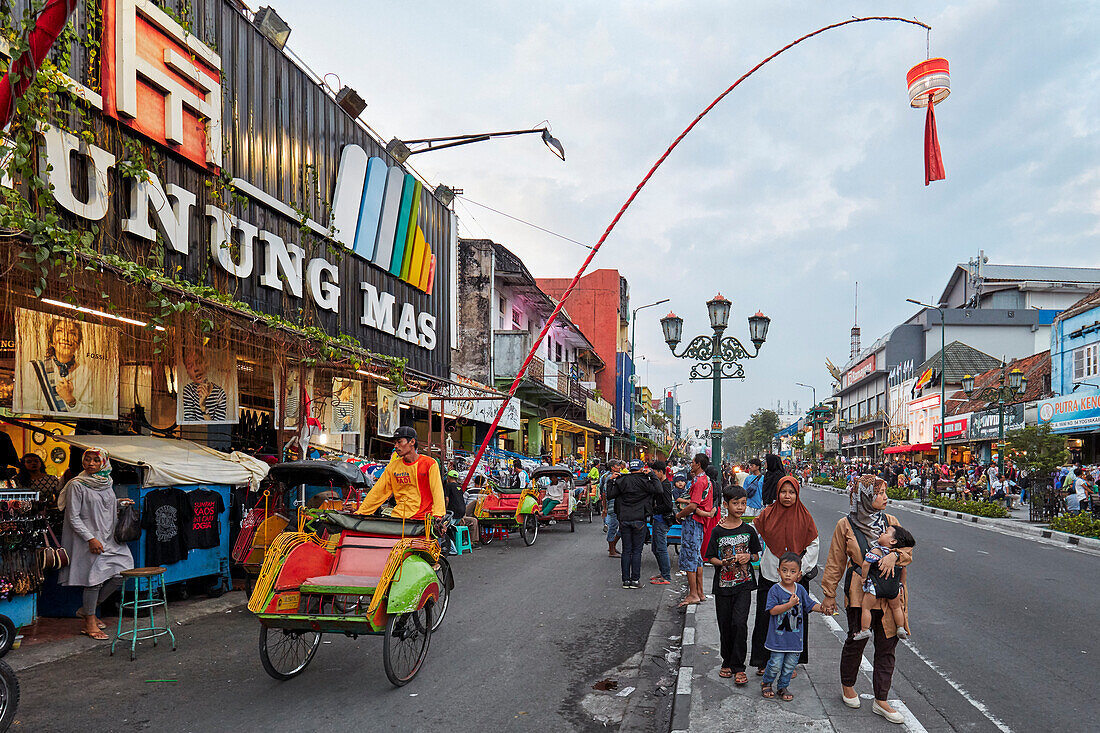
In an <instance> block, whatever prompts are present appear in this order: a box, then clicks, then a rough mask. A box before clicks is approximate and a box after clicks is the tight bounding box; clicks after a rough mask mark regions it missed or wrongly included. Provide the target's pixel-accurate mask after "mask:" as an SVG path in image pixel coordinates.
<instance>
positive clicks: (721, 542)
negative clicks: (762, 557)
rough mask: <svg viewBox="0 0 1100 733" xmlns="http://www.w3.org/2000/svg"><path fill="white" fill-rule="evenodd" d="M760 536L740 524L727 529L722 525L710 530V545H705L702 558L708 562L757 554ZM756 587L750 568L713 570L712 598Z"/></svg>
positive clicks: (751, 530)
mask: <svg viewBox="0 0 1100 733" xmlns="http://www.w3.org/2000/svg"><path fill="white" fill-rule="evenodd" d="M760 550H761V547H760V537H759V536H758V535H757V533H756V529H753V528H752V525H749V524H746V523H745V522H741V523H740V524H739V525H738V526H737V527H736V528H734V529H726V528H725V527H723V526H722V525H720V524H718V525H715V527H714V529H712V530H711V543H709V544H708V545H707V546H706V553H705V554H704V555H703V557H704V558H705V559H706V561H707V562H709V561H711V558H712V557H718V558H727V557H734V556H735V555H737V554H739V553H748V554H749V555H759V554H760ZM753 588H756V576H755V575H753V572H752V566H751V565H730V566H728V567H725V568H715V569H714V586H713V588H712V589H711V592H712V593H714V594H715V595H733V594H734V592H735V591H738V590H741V589H745V590H752V589H753Z"/></svg>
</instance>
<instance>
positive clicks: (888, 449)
mask: <svg viewBox="0 0 1100 733" xmlns="http://www.w3.org/2000/svg"><path fill="white" fill-rule="evenodd" d="M932 449H933V448H932V444H931V442H919V444H916V445H915V446H890V447H889V448H887V449H886V450H883V451H882V452H883V453H915V452H919V451H922V450H932Z"/></svg>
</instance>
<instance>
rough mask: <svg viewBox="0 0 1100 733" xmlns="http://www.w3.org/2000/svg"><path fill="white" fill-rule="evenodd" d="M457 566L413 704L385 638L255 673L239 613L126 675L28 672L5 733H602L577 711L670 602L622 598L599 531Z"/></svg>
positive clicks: (647, 630) (643, 563)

▸ ASSIGNMENT:
None of the pictures belongs in the answer, but all the entries must be repeated exactly.

▸ RESPONSE TO THE EXERCISE:
In an <instance> block, whatever prompts are present appear in this order: a box, then clicks, then a rough mask. A box before clicks is approximate and a box after clicks is the tight bounding box; clicks after a rough mask mark regions it missed or wrongly included. Provide the target's pixel-accurate mask after "mask:" as an SVG path in image pixel coordinates.
<instance>
positive clicks: (721, 542)
negative clicks: (762, 557)
rough mask: <svg viewBox="0 0 1100 733" xmlns="http://www.w3.org/2000/svg"><path fill="white" fill-rule="evenodd" d="M760 536L740 524L727 529L722 525L710 530V545H705L702 558L708 562L757 554ZM756 587L750 568L713 570L712 598Z"/></svg>
positive clicks: (751, 530)
mask: <svg viewBox="0 0 1100 733" xmlns="http://www.w3.org/2000/svg"><path fill="white" fill-rule="evenodd" d="M760 550H761V547H760V537H759V536H758V535H757V533H756V529H753V528H752V525H749V524H746V523H745V522H741V523H740V524H739V525H738V526H737V527H736V528H734V529H726V528H725V527H723V526H722V525H720V524H718V525H715V527H714V529H712V530H711V543H709V544H708V545H707V546H706V553H705V554H704V555H703V557H704V558H705V559H706V561H707V562H709V561H711V558H712V557H718V558H727V557H734V556H735V555H737V554H739V553H748V554H749V555H759V554H760ZM753 588H756V576H755V575H753V572H752V566H751V565H730V566H728V567H725V568H715V569H714V586H713V588H712V589H711V592H712V593H714V594H715V595H733V594H734V592H735V591H738V590H741V589H745V590H752V589H753Z"/></svg>
</instance>
<instance>
positive clicks: (888, 449)
mask: <svg viewBox="0 0 1100 733" xmlns="http://www.w3.org/2000/svg"><path fill="white" fill-rule="evenodd" d="M932 449H933V448H932V444H931V442H919V444H916V445H915V446H890V447H889V448H887V449H886V450H883V451H882V452H883V453H915V452H919V451H922V450H932Z"/></svg>
</instance>
<instance>
rough mask: <svg viewBox="0 0 1100 733" xmlns="http://www.w3.org/2000/svg"><path fill="white" fill-rule="evenodd" d="M457 566L413 704L385 638L255 673L239 613L126 675L28 672L5 733H602L577 711L670 602L622 598L599 531Z"/></svg>
positive clicks: (647, 630) (643, 563)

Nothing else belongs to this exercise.